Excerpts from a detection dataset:
begin
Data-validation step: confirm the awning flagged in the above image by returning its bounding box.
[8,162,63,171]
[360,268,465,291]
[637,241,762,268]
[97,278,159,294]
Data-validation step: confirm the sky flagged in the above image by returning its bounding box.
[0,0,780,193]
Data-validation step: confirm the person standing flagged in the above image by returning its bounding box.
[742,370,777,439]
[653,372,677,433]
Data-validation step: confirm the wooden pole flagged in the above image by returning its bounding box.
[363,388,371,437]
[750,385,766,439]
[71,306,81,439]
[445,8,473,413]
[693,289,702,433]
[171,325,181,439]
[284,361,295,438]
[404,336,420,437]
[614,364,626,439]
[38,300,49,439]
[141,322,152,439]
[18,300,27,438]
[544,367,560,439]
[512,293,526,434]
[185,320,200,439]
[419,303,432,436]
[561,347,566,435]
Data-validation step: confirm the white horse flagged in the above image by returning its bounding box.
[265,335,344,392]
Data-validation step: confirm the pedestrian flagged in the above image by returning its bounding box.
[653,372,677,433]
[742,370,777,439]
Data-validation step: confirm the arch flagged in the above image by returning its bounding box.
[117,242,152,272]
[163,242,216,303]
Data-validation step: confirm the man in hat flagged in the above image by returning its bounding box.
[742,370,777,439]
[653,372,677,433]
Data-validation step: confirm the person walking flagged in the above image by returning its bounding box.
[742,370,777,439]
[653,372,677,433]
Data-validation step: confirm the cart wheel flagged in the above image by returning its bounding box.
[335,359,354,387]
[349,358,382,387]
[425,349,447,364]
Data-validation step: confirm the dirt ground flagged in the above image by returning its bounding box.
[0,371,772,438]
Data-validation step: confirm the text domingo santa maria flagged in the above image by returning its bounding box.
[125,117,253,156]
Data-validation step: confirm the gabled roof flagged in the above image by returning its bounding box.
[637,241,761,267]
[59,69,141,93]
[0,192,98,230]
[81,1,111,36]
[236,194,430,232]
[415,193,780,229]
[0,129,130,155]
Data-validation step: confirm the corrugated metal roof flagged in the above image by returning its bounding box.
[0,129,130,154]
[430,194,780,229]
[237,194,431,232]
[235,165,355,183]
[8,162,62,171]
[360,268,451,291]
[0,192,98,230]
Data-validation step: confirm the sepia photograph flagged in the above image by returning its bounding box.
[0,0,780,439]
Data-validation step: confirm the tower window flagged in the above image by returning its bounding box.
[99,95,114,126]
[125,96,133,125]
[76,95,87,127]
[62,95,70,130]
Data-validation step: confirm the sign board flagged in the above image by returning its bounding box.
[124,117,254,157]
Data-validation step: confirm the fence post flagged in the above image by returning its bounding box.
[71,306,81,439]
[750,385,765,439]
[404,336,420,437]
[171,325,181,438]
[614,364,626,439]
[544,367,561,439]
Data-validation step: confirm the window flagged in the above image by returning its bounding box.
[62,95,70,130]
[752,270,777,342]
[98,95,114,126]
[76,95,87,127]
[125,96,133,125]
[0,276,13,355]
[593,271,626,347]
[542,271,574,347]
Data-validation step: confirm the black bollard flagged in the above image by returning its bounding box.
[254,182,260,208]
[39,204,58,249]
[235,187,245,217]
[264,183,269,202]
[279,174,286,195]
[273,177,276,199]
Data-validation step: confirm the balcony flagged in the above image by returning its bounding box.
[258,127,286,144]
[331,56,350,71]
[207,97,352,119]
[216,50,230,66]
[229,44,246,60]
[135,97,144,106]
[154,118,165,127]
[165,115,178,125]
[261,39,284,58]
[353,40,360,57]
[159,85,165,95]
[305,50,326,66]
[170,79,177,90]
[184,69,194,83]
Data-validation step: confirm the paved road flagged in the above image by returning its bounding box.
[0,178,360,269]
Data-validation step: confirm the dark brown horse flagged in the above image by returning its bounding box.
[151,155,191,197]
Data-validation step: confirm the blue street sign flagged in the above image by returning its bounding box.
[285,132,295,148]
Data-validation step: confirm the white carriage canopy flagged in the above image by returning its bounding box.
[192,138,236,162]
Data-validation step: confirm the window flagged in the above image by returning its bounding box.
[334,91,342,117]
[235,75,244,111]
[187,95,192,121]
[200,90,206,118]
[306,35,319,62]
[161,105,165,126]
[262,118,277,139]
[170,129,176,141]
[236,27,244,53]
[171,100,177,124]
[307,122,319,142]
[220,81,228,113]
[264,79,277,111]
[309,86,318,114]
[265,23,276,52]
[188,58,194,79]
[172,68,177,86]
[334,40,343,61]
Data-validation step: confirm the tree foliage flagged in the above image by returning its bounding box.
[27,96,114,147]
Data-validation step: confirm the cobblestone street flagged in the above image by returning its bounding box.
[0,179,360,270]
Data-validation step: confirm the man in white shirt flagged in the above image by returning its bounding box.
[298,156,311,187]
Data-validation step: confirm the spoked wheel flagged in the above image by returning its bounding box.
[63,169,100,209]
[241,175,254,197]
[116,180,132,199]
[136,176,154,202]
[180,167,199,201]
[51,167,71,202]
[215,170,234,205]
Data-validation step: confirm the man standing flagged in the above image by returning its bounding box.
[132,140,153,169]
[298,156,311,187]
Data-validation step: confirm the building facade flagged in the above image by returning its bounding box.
end
**YOUR OBJECTIVE**
Can you give the whole listing again with every "Data-validation step" swapped for "Quality-check step" and nothing else changed?

**CORRECT ANSWER**
Quality-check step: confirm the awning flagged in the above image by returning its bounding box.
[8,162,63,171]
[360,268,465,291]
[637,241,762,268]
[97,278,159,294]
Quality-check step: confirm the sky flagged in the above image by returning its bounding box.
[0,0,780,193]
Quality-check step: confirm the person standing flagged in the above image by returning its bounding box.
[742,370,777,439]
[653,372,677,433]
Quality-check step: confirm the wooden pole flagged in the above image by returning its bounding box.
[363,388,371,437]
[750,385,766,439]
[71,306,81,439]
[445,8,473,413]
[693,289,702,433]
[171,325,181,439]
[284,361,295,438]
[404,336,420,437]
[614,364,626,439]
[38,300,49,439]
[141,322,152,439]
[18,300,27,438]
[544,367,560,439]
[512,293,526,434]
[185,320,200,439]
[419,303,432,436]
[561,347,566,435]
Quality-check step: confirm the white horse flagged in the above image by returning its bounding box.
[265,335,344,392]
Quality-check step: confirm the pedestrian flagged in the above image by returning its bounding box.
[653,372,677,433]
[742,370,777,439]
Quality-check step: confirm the arch flagged in the above image by returning its bounding box.
[117,242,152,272]
[163,242,216,303]
Quality-check step: confirm the man in hat flagged in the above image by returning its bounding box.
[742,370,777,439]
[653,372,677,433]
Quality-check step: confirm the person walking flagged in the above image by returning its bounding box.
[742,370,777,439]
[653,372,677,433]
Quality-check step: confirm the cart wheel flagged in the above image by returning its bounding box.
[335,359,354,387]
[349,358,382,387]
[425,349,447,364]
Quality-check step: confirm the dirt ground flagged in the above image by returning its bounding box.
[0,371,772,438]
Quality-check step: confirm the text domingo santa maria flagged in the above image by returning its bounding box.
[125,117,253,156]
Quality-check step: confirm the gabled roof flagged in the above image by returning its bounding box.
[637,241,761,267]
[59,69,141,93]
[0,192,98,230]
[81,1,111,36]
[236,194,430,232]
[415,193,780,229]
[0,129,130,155]
Quality-check step: confirm the corrugated metal roof flagged in the above image by returning its bounding box.
[0,129,130,154]
[430,194,780,229]
[237,194,431,232]
[235,165,355,183]
[8,162,62,171]
[360,268,451,291]
[0,192,98,230]
Quality-check step: confirm the sepia photograph flagged in the above image by returning its bounding box.
[0,0,780,439]
Quality-check step: confirm the tower window flagged in the above image by returning its bounding box.
[99,95,114,126]
[125,96,133,125]
[76,95,87,127]
[62,95,70,130]
Quality-check step: confirm the sign board flagged in the above image by returning its bounding box.
[124,117,254,157]
Quality-check step: confirm the fence post flagged in the above image by returning its bounding box.
[71,306,81,439]
[750,385,765,439]
[404,336,420,437]
[171,325,181,438]
[614,364,626,439]
[544,367,561,439]
Quality-check step: confirm the window flagged in the above image by returning its bounding box.
[62,95,70,130]
[752,270,777,342]
[98,95,114,126]
[76,95,87,127]
[125,96,133,125]
[0,276,13,355]
[593,271,626,347]
[542,271,574,347]
Quality-check step: confirm the black bollard flagged in the above image by returning its bounding box.
[254,182,260,208]
[39,204,58,249]
[235,187,245,217]
[264,183,269,202]
[279,174,286,195]
[273,177,276,199]
Quality-check step: confirm the balcony flagged in the above image by returning its bounding box.
[258,127,286,144]
[331,56,350,71]
[207,97,352,119]
[216,50,230,66]
[229,44,246,60]
[135,97,144,106]
[154,118,165,127]
[165,115,178,125]
[261,39,284,58]
[353,40,360,57]
[159,85,165,95]
[305,50,326,66]
[170,79,177,90]
[184,69,194,83]
Quality-check step: confirm the paved road flagged in the above image by returning its bounding box.
[0,178,360,269]
Quality-check step: confirm the dark brown horse flagged in the above image by returning its bounding box.
[151,155,191,197]
Quality-check step: confirm the blue street sign flagged in the above image by returning its bounding box.
[285,132,295,148]
Quality-check step: confirm the white carriage canopy flagged in the above image by returning its bounding box.
[192,138,236,162]
Quality-check step: confirm the window flagged in the above image by returning its bounding box.
[334,91,342,117]
[235,75,244,111]
[187,95,192,121]
[200,90,206,118]
[306,35,319,62]
[161,105,165,126]
[262,118,277,139]
[170,129,176,141]
[236,27,244,53]
[171,100,177,124]
[307,122,319,142]
[220,81,228,113]
[264,79,277,111]
[309,86,318,114]
[265,23,276,52]
[188,58,194,79]
[172,68,177,86]
[334,40,343,61]
Quality-check step: confirm the tree foliage flagged in the above image by returning its bounding box.
[27,96,114,147]
Quality-check step: confirm the cobblestone street flagged in the above image by returning its bounding box.
[0,179,360,270]
Quality-check step: confirm the man in white shirt flagged in the above image by returning its bounding box.
[298,156,311,187]
Quality-check step: confirm the spoked wheel flagged in the above image by returning its bounding box.
[63,169,100,209]
[241,175,254,197]
[116,180,132,199]
[136,176,154,202]
[180,167,199,201]
[51,167,71,202]
[215,170,234,205]
Quality-check step: confirm the man standing flagged in the above image by returning its bounding box.
[132,140,153,169]
[298,156,311,187]
Quality-check step: confirm the building facade flagged in the above image by returning its bounding box.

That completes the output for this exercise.